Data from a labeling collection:
------------------------------------

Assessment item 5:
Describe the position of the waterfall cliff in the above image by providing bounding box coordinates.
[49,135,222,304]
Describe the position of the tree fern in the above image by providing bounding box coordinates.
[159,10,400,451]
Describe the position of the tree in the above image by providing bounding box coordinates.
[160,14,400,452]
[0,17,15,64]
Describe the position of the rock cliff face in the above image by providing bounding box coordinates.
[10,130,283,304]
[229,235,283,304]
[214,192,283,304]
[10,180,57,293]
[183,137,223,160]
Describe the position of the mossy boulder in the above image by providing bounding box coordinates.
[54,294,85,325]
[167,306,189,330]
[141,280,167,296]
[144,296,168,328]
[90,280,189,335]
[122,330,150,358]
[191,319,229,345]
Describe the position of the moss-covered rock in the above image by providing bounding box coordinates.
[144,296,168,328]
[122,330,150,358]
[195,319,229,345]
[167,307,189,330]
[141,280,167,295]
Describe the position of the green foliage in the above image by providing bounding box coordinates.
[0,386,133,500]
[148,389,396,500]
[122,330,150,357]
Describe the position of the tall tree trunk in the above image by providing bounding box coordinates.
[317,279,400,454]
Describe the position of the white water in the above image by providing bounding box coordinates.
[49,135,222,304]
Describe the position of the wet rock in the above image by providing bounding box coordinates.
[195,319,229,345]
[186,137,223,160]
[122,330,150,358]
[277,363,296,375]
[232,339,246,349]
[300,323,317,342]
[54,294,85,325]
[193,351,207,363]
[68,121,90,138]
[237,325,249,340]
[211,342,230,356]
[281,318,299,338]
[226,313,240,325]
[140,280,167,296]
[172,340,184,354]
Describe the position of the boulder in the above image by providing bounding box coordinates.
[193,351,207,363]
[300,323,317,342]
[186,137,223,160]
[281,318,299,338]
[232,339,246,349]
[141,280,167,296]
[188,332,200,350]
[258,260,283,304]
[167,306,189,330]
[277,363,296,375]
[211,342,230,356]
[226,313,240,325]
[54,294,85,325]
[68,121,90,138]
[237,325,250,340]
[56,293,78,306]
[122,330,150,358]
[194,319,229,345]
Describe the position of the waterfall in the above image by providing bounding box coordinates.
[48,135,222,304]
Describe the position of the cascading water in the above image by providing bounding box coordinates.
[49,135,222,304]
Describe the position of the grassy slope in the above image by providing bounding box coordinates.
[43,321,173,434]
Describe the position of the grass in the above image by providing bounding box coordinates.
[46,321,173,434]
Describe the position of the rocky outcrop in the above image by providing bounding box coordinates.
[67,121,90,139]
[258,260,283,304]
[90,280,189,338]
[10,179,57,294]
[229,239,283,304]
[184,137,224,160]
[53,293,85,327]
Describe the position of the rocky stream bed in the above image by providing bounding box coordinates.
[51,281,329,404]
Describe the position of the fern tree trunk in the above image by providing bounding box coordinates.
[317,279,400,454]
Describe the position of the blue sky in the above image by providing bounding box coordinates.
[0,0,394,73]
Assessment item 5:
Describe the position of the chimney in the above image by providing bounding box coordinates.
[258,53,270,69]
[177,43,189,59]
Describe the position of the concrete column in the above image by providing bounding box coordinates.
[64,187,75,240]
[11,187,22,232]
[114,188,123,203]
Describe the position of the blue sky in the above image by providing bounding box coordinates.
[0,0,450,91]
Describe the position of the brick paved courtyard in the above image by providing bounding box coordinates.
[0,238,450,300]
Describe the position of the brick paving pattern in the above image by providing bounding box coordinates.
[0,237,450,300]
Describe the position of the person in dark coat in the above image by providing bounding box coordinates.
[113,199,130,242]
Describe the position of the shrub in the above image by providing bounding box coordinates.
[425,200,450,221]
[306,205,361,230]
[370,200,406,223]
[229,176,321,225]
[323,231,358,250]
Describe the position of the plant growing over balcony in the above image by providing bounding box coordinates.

------------------------------------

▸ **WORK TO COMPLETE**
Report how many lines of the data above contain the string "brick", treating uppercase and lowercase as different, and give only the number.

▸ **ANSWER**
2